DIRECTIONS FOR THIS TASK
Copy the items word for word, from the line with "Which spot sits on each instance of the yellow stamen" up to and including the line with "x=216 y=146", and leave out the pictures.

PROVIDED INFORMATION
⁂

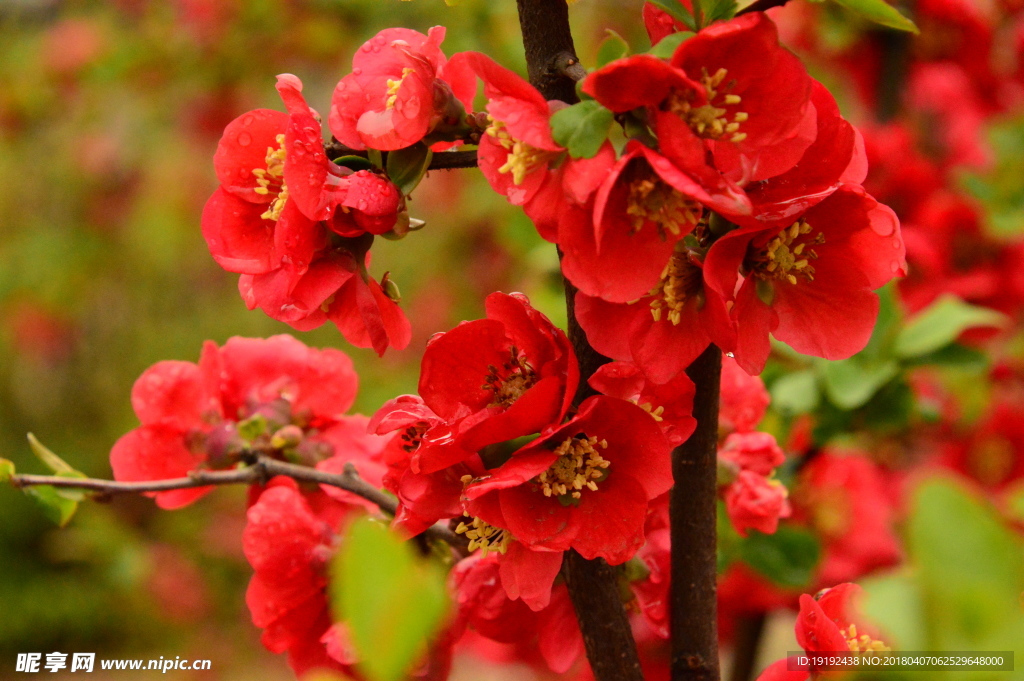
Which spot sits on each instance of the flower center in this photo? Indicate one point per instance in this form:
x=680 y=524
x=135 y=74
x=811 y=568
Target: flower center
x=862 y=643
x=651 y=199
x=580 y=465
x=787 y=256
x=413 y=435
x=711 y=120
x=511 y=381
x=522 y=158
x=680 y=280
x=271 y=179
x=393 y=86
x=484 y=537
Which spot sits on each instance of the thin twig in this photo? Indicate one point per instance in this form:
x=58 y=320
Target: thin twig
x=257 y=473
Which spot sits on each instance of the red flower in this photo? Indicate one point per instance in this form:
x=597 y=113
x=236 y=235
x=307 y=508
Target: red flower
x=743 y=398
x=423 y=498
x=671 y=405
x=289 y=546
x=189 y=413
x=584 y=485
x=664 y=331
x=730 y=89
x=847 y=502
x=492 y=380
x=755 y=502
x=755 y=452
x=399 y=90
x=272 y=217
x=659 y=23
x=827 y=623
x=809 y=284
x=640 y=211
x=517 y=149
x=553 y=631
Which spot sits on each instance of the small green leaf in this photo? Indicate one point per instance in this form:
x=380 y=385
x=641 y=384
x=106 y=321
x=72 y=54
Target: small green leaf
x=612 y=47
x=941 y=324
x=881 y=12
x=6 y=470
x=668 y=45
x=407 y=166
x=353 y=163
x=787 y=557
x=55 y=506
x=797 y=392
x=391 y=600
x=582 y=128
x=52 y=461
x=850 y=383
x=252 y=427
x=719 y=9
x=677 y=10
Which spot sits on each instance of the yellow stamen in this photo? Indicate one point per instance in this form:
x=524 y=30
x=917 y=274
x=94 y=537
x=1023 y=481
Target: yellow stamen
x=579 y=466
x=271 y=179
x=680 y=281
x=710 y=120
x=393 y=86
x=484 y=537
x=522 y=158
x=787 y=257
x=509 y=383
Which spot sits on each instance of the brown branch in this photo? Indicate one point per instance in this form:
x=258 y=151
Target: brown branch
x=440 y=160
x=593 y=585
x=761 y=5
x=258 y=473
x=692 y=513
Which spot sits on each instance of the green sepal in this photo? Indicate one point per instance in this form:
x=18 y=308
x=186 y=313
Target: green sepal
x=406 y=167
x=582 y=128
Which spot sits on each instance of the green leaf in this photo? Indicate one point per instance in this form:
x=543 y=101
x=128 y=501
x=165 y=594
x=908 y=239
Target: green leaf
x=612 y=47
x=6 y=470
x=787 y=557
x=954 y=355
x=668 y=45
x=797 y=392
x=850 y=383
x=582 y=128
x=55 y=506
x=881 y=12
x=407 y=166
x=719 y=9
x=677 y=10
x=52 y=461
x=969 y=564
x=391 y=600
x=941 y=324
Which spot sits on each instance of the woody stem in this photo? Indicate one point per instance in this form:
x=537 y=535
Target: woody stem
x=593 y=585
x=692 y=512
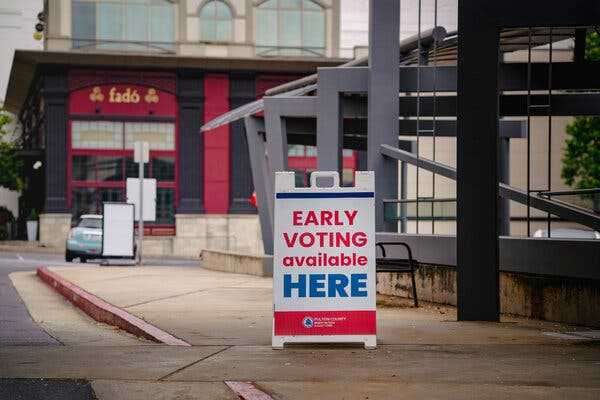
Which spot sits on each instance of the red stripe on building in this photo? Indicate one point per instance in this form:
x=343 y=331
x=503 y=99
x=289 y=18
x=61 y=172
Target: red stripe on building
x=325 y=323
x=216 y=146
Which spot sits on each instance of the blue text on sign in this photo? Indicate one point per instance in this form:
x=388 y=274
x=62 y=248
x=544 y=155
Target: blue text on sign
x=325 y=285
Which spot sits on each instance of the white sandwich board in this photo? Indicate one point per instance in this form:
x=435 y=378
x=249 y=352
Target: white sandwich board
x=117 y=230
x=324 y=287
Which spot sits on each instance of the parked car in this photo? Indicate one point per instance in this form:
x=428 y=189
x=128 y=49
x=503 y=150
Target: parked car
x=85 y=239
x=567 y=233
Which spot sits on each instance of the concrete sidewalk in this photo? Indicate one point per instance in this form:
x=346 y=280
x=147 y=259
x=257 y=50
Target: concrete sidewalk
x=422 y=352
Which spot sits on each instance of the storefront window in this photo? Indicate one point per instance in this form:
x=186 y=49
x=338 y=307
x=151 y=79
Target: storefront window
x=132 y=169
x=83 y=202
x=97 y=135
x=165 y=206
x=109 y=169
x=290 y=28
x=84 y=168
x=102 y=160
x=163 y=168
x=160 y=136
x=144 y=25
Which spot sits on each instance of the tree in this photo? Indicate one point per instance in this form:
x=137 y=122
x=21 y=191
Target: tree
x=581 y=161
x=10 y=165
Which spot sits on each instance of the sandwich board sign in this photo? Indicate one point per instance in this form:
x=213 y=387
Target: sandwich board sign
x=117 y=230
x=324 y=261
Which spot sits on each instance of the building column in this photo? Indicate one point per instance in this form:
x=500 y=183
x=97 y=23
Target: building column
x=330 y=125
x=477 y=163
x=242 y=90
x=55 y=93
x=190 y=161
x=504 y=177
x=384 y=86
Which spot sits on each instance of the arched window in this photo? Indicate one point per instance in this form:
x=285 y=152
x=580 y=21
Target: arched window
x=290 y=28
x=216 y=22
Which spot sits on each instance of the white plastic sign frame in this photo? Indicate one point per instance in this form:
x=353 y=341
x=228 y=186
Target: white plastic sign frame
x=133 y=196
x=324 y=288
x=117 y=230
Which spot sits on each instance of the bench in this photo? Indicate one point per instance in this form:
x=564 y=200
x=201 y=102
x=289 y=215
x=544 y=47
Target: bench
x=398 y=265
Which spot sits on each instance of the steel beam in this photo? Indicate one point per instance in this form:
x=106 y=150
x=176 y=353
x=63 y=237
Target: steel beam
x=539 y=256
x=261 y=178
x=384 y=85
x=411 y=158
x=563 y=210
x=332 y=82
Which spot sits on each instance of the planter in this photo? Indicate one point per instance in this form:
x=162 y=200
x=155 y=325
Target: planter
x=32 y=231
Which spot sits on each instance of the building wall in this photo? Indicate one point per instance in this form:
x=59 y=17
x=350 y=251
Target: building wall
x=187 y=28
x=17 y=21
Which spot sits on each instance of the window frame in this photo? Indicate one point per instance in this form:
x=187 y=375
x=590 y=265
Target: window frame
x=304 y=51
x=124 y=153
x=216 y=20
x=124 y=43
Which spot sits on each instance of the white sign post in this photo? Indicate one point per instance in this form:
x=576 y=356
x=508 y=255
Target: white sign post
x=141 y=155
x=324 y=287
x=117 y=230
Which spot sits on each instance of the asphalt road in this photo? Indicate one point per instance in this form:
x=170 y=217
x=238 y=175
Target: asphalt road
x=16 y=325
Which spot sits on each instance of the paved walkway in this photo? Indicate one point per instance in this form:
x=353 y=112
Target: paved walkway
x=16 y=325
x=422 y=353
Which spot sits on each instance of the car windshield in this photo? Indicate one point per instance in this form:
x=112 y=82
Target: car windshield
x=95 y=223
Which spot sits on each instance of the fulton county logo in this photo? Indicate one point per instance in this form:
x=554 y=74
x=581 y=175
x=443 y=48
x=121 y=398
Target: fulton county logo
x=308 y=322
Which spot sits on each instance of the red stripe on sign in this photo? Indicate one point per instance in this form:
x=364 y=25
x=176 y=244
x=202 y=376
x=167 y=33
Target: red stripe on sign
x=325 y=323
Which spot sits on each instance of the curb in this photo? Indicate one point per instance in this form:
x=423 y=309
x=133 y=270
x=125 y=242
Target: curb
x=33 y=249
x=105 y=312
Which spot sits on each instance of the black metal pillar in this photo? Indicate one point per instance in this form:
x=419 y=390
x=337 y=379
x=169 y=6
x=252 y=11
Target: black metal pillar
x=242 y=90
x=55 y=92
x=190 y=95
x=504 y=177
x=384 y=86
x=477 y=155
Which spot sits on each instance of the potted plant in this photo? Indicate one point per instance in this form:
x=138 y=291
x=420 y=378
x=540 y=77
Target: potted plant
x=32 y=226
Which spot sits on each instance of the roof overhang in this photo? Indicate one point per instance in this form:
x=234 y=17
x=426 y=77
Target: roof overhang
x=26 y=62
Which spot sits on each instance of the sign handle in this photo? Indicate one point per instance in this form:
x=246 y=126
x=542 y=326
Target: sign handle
x=324 y=174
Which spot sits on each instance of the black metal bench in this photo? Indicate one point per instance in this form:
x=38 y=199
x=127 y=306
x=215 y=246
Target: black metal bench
x=398 y=265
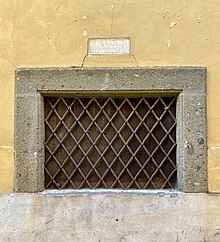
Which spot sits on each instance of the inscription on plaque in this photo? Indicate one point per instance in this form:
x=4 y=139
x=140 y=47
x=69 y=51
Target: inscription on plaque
x=109 y=46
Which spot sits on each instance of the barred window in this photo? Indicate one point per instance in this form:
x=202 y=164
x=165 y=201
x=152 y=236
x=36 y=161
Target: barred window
x=110 y=128
x=124 y=143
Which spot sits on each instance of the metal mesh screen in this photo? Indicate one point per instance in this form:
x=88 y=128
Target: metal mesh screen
x=121 y=143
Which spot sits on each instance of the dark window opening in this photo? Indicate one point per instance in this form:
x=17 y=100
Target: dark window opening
x=110 y=143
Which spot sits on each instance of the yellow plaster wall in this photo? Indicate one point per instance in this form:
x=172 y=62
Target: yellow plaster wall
x=40 y=33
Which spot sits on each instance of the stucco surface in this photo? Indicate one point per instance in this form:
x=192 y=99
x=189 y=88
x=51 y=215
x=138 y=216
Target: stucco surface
x=55 y=33
x=110 y=217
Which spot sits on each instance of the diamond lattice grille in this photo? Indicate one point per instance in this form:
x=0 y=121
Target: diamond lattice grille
x=121 y=143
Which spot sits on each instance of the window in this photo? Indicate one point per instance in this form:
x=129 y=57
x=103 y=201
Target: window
x=124 y=143
x=119 y=128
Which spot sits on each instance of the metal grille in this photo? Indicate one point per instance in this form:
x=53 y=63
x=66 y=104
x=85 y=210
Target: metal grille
x=121 y=143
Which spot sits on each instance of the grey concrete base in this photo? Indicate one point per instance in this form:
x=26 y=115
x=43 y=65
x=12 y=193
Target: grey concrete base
x=110 y=217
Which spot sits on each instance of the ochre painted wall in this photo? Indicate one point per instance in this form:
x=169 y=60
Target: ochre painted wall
x=42 y=33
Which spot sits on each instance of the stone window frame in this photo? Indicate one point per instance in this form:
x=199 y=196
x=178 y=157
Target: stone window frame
x=188 y=83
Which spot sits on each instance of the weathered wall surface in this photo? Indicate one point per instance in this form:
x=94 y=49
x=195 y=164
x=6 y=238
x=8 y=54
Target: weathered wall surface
x=155 y=217
x=55 y=33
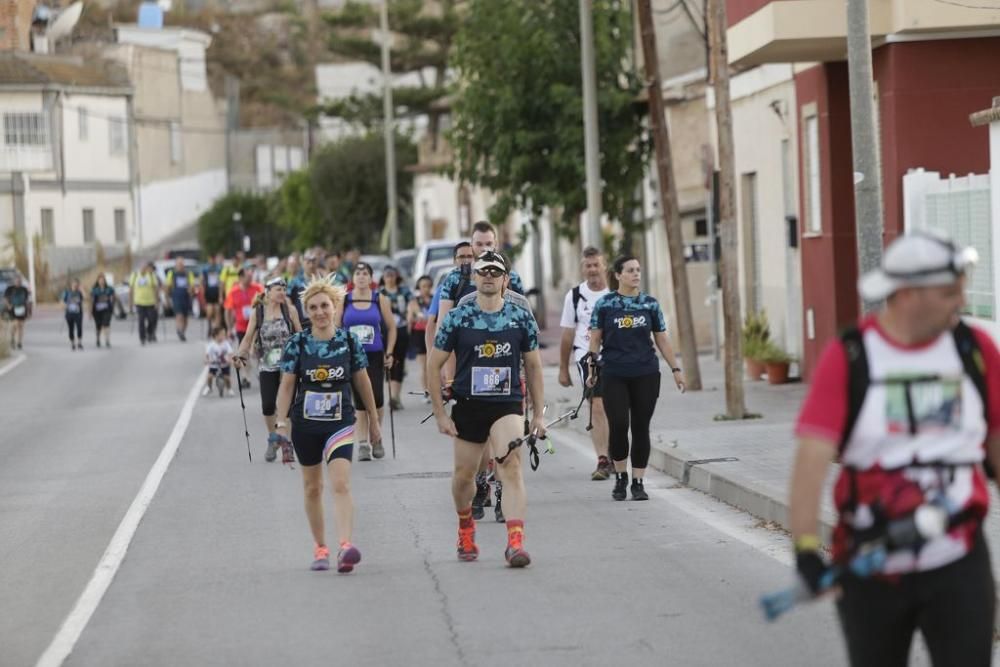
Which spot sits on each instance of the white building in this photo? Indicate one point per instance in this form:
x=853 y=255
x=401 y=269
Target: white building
x=180 y=128
x=65 y=161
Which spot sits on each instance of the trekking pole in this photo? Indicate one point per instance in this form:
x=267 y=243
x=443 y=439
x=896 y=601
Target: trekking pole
x=246 y=429
x=392 y=412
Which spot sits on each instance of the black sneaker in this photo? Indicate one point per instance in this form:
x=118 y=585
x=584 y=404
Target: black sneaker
x=482 y=493
x=621 y=486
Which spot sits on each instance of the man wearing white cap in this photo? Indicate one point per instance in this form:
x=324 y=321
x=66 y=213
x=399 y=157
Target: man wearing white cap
x=909 y=402
x=490 y=338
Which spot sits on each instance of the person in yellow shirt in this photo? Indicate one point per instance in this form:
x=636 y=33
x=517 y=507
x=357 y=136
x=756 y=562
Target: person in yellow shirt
x=144 y=289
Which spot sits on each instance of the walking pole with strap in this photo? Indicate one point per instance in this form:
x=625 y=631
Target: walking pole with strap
x=246 y=429
x=392 y=412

⁂

SOLUTION
Which spot sits on each instance of the yellow stamen in this photo? Indicate one point per instance in this form:
x=524 y=30
x=917 y=274
x=94 y=537
x=1023 y=481
Target: yellow stamen
x=579 y=466
x=271 y=179
x=680 y=281
x=710 y=120
x=393 y=86
x=484 y=537
x=522 y=158
x=787 y=257
x=509 y=383
Which spot sits on each instance of the brown branch in this photo? Indicate one point per instance in this form:
x=258 y=151
Target: brown branch
x=440 y=160
x=593 y=585
x=761 y=5
x=258 y=473
x=692 y=513
Which spot sits on each instance of the green sepal in this photo? Indicate one point per instance in this form:
x=18 y=308
x=186 y=313
Target: green sepal
x=406 y=167
x=582 y=128
Which spot sits on each instance of the green leaf in this photo? Indicate one point per instance in this form:
x=543 y=101
x=128 y=501
x=165 y=594
x=908 y=239
Target: green leaf
x=612 y=47
x=6 y=470
x=787 y=557
x=954 y=355
x=668 y=45
x=797 y=392
x=850 y=383
x=582 y=128
x=55 y=506
x=881 y=12
x=407 y=166
x=719 y=9
x=677 y=10
x=52 y=461
x=969 y=564
x=391 y=600
x=941 y=324
Which spot sits on each instance of the woody stem in this photo? Indicate one point per instance in this form:
x=537 y=535
Target: woody stem
x=593 y=585
x=692 y=512
Which spot sits on each instance of the red stripe on building in this photo? Indicate one point per instance in this form:
x=343 y=331
x=503 y=99
x=289 y=18
x=61 y=172
Target: red stripe on building
x=325 y=323
x=216 y=146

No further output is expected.